[Stored records]

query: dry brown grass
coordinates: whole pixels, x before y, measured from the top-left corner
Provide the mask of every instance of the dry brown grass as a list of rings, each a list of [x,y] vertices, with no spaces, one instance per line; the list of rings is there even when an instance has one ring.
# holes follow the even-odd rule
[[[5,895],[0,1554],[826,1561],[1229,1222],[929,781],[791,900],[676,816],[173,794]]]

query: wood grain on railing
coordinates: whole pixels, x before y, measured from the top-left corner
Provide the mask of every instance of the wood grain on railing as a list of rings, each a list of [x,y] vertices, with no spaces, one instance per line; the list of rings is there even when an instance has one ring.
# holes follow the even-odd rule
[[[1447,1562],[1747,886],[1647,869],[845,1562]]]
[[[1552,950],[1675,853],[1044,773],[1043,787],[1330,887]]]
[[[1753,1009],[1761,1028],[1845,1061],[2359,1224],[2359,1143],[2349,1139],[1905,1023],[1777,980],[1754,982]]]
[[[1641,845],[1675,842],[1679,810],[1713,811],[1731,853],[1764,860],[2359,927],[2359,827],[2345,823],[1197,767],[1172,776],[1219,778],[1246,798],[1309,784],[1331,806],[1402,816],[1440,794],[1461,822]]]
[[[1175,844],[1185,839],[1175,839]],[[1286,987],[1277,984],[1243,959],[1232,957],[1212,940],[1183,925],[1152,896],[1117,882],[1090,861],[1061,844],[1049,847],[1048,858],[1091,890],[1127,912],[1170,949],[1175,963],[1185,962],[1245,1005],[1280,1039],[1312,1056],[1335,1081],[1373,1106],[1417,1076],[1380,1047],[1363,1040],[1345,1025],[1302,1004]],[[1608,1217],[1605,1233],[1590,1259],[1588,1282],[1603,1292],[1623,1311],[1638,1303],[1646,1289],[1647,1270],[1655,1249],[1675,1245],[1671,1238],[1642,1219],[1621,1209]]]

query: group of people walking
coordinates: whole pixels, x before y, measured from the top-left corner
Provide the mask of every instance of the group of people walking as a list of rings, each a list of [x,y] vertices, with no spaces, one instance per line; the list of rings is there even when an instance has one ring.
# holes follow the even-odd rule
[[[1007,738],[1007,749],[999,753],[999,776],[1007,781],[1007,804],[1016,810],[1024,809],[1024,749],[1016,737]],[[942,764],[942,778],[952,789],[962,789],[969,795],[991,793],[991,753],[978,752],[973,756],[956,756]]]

### [Problem to solve]
Every line in the records above that has "mask" counts once. Give the total and nothing else.

### [Output below]
3